- Try it -
The whole set of entries is to be restated word for word.

Stored records
━━━━━━

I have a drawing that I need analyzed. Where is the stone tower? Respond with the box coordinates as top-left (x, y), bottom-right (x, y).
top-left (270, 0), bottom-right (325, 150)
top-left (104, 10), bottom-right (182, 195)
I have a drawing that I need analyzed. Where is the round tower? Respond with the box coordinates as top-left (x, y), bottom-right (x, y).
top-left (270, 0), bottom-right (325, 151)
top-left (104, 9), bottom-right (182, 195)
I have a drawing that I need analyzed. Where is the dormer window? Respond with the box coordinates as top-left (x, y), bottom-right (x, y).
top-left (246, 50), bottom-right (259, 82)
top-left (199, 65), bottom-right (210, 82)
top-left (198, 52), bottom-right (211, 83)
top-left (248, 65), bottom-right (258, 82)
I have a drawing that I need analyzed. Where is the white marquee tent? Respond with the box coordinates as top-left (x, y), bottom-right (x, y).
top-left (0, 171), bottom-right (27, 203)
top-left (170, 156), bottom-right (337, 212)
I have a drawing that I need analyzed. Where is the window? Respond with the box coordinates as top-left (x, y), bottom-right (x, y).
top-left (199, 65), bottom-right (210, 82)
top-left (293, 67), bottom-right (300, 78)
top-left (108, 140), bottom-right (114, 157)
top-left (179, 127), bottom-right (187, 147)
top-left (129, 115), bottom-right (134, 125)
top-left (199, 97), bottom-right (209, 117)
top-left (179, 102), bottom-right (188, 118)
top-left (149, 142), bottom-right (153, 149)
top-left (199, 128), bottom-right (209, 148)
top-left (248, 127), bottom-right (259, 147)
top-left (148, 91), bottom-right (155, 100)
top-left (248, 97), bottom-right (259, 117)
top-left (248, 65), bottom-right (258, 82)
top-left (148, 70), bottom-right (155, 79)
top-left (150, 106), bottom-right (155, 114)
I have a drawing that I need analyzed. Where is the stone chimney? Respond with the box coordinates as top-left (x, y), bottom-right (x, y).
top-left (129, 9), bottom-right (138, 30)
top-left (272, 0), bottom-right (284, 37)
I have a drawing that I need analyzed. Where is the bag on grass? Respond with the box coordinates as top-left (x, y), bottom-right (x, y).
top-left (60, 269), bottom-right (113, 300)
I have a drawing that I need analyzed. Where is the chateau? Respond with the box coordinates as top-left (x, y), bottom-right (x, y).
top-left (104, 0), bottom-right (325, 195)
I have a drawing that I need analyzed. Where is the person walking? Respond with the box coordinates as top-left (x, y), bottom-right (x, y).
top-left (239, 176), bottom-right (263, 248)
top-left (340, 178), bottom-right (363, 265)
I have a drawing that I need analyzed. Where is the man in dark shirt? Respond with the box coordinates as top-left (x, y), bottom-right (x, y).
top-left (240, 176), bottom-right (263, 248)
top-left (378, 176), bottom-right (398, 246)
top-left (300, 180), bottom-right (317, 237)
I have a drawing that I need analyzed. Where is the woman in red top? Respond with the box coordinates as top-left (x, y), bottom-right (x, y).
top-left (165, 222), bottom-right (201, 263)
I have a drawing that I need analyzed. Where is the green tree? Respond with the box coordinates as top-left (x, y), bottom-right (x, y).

━━━━━━

- Result of the exercise -
I have a drawing that I need analyzed. Where is the stone tower? Respond with the box coordinates as top-left (x, y), bottom-right (x, y).
top-left (270, 0), bottom-right (325, 150)
top-left (104, 10), bottom-right (182, 195)
I have a drawing that I need analyzed. Where is the round tower? Respond with the box coordinates as top-left (x, y), bottom-right (x, y).
top-left (270, 0), bottom-right (325, 151)
top-left (104, 9), bottom-right (182, 195)
I have a drawing that I need analyzed. Where is the dormer window? Respond with the box coordinates as top-left (x, y), bottom-right (x, y).
top-left (246, 50), bottom-right (259, 82)
top-left (199, 65), bottom-right (210, 82)
top-left (198, 52), bottom-right (211, 83)
top-left (248, 65), bottom-right (258, 82)
I have a drawing that I need analyzed. Where is the white marquee tent? Respond with the box coordinates as top-left (x, y), bottom-right (x, y).
top-left (0, 171), bottom-right (27, 203)
top-left (170, 156), bottom-right (337, 212)
I have a drawing that I need analyzed. Where is the window? Respond with the box coordinates as top-left (x, y), bottom-right (x, y).
top-left (199, 65), bottom-right (210, 82)
top-left (293, 67), bottom-right (300, 78)
top-left (108, 140), bottom-right (114, 157)
top-left (179, 127), bottom-right (187, 147)
top-left (129, 115), bottom-right (134, 125)
top-left (199, 97), bottom-right (209, 117)
top-left (179, 102), bottom-right (188, 118)
top-left (149, 142), bottom-right (153, 149)
top-left (199, 128), bottom-right (209, 148)
top-left (248, 127), bottom-right (259, 147)
top-left (148, 91), bottom-right (155, 100)
top-left (248, 97), bottom-right (259, 117)
top-left (248, 65), bottom-right (258, 82)
top-left (148, 70), bottom-right (155, 79)
top-left (150, 106), bottom-right (155, 114)
I have a drawing that I need analyzed. Where is the stone chimney? Respond with the box coordinates as top-left (x, y), bottom-right (x, y).
top-left (129, 9), bottom-right (138, 30)
top-left (272, 0), bottom-right (284, 37)
I have a drawing that I need analyzed. Where is the bag on grass? Respond with the box coordinates as top-left (x, y), bottom-right (x, y).
top-left (60, 269), bottom-right (113, 300)
I have a drawing that I need analyzed. Where is the chateau? Respond with the box coordinates as top-left (x, y), bottom-right (x, y).
top-left (104, 0), bottom-right (325, 195)
I have a drawing that I need analyzed. Where is the person walking? Respond with the box coordinates as top-left (x, y), bottom-right (x, y).
top-left (239, 176), bottom-right (263, 248)
top-left (340, 178), bottom-right (363, 265)
I have a drawing that I need analyzed. Where is the man in dark shirt? Respond with the box coordinates as top-left (x, y), bottom-right (x, y).
top-left (240, 176), bottom-right (263, 248)
top-left (378, 176), bottom-right (398, 246)
top-left (300, 180), bottom-right (317, 237)
I have a drawing that I need analyzed. Where is the woman in red top? Respond with the box coordinates as top-left (x, y), bottom-right (x, y).
top-left (165, 222), bottom-right (201, 263)
I have a drawing that I need analyzed. Where is the green tree? Respond with the box coordinates as top-left (x, y), bottom-right (x, y).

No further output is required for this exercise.